> **Try it**: Reproduce the review of the zombie film Maggie below word for word, from start to end.

Poor zombies. Almost 50 years after George A. Romero's Night of the Living Dead—and after all the zombie movies, zombie TV shows, zombie books, and zombie video games we've been bombarded with—it's hard to think of a monster that's more thoroughly worn out its welcome. It's a rare story that can still make zombies interesting—and while Maggie isn't one of those, it certainly tries.

Set in a near-future where the effects of a "necroambulist virus" have turned the American Midwest into a desaturated dystopia, the film follows Maggie (Abigail Breslin), a dumb teenager who went and got herself infected, and her dad, Sad Arnold (Arnold Schwarzenegger), who shuffles around and spends a lot of time stoically gazing into the distance, being very sad that his daughter is slowly turning into a zombie. For now, Maggie's nice enough, but she keeps getting grosser and more zombie-like; sometime soon, Sad Arnold knows, he's probably going to have to shoot her in the head.

> **Dataset entries**:

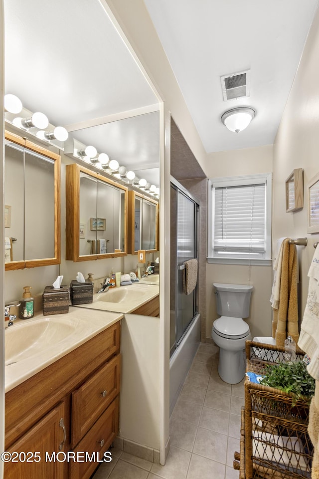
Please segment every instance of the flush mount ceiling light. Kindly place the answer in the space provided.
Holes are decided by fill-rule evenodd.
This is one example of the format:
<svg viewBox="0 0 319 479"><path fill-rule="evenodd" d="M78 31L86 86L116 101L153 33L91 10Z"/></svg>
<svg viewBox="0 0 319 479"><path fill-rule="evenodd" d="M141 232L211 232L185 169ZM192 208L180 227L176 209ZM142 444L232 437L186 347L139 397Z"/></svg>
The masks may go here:
<svg viewBox="0 0 319 479"><path fill-rule="evenodd" d="M241 107L225 111L220 119L228 130L238 133L247 127L255 114L252 108Z"/></svg>

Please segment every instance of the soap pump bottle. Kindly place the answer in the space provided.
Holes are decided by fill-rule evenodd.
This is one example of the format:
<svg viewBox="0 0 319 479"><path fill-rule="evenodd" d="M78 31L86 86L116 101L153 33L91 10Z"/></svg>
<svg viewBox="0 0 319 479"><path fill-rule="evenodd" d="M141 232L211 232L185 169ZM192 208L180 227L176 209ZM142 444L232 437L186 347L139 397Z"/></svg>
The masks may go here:
<svg viewBox="0 0 319 479"><path fill-rule="evenodd" d="M296 342L291 336L289 336L285 340L285 360L288 363L296 361Z"/></svg>
<svg viewBox="0 0 319 479"><path fill-rule="evenodd" d="M20 319L33 318L34 314L34 300L31 297L31 286L23 286L23 294L19 306L19 317Z"/></svg>

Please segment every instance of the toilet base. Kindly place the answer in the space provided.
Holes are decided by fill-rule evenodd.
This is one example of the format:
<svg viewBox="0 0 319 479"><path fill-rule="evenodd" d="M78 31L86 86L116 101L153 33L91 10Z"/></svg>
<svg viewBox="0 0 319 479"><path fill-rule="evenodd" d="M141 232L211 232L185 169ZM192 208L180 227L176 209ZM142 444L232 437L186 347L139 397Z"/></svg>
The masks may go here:
<svg viewBox="0 0 319 479"><path fill-rule="evenodd" d="M220 348L217 368L221 379L229 384L240 383L245 376L244 350L226 351Z"/></svg>

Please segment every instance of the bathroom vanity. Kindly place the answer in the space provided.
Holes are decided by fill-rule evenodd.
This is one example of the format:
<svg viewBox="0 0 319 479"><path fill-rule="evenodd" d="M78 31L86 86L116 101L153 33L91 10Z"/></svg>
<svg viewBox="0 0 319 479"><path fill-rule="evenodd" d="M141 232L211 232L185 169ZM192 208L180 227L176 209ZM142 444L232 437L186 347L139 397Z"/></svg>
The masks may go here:
<svg viewBox="0 0 319 479"><path fill-rule="evenodd" d="M117 436L123 315L92 312L38 314L6 331L5 450L18 458L5 464L6 479L90 478ZM62 321L65 337L57 333ZM39 329L42 351L34 335ZM19 353L20 336L30 347ZM64 460L68 452L77 460Z"/></svg>

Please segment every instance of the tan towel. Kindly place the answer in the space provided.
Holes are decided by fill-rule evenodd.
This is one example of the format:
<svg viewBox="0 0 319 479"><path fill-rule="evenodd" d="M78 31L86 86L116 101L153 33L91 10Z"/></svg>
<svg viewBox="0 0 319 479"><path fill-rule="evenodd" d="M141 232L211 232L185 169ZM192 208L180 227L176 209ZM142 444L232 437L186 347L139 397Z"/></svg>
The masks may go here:
<svg viewBox="0 0 319 479"><path fill-rule="evenodd" d="M296 344L299 338L297 248L288 241L285 240L283 244L279 308L274 309L272 324L277 346L284 346L288 336L291 336Z"/></svg>
<svg viewBox="0 0 319 479"><path fill-rule="evenodd" d="M190 294L195 289L197 282L197 260L194 258L185 261L185 272L183 275L183 286L185 294Z"/></svg>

> **Task result**:
Poor zombies. Almost 50 years after George A. Romero's Night of the Living Dead—and after all the zombie movies, zombie TV shows, zombie books, and zombie video games we've been bombarded with—it's hard to think of a monster that's more thoroughly worn out its welcome. It's a rare story that can still make zombies interesting—and while Maggie isn't one of those, it certainly tries.

Set in a near-future where the effects of a "necroambulist virus" have turned the American Midwest into a desaturated dystopia, the film follows Maggie (Abigail Breslin), a dumb teenager who went and got herself infected, and her dad, Sad Arnold (Arnold Schwarzenegger), who shuffles around and spends a lot of time stoically gazing into the distance, being very sad that his daughter is slowly turning into a zombie. For now, Maggie's nice enough, but she keeps getting grosser and more zombie-like; sometime soon, Sad Arnold knows, he's probably going to have to shoot her in the head.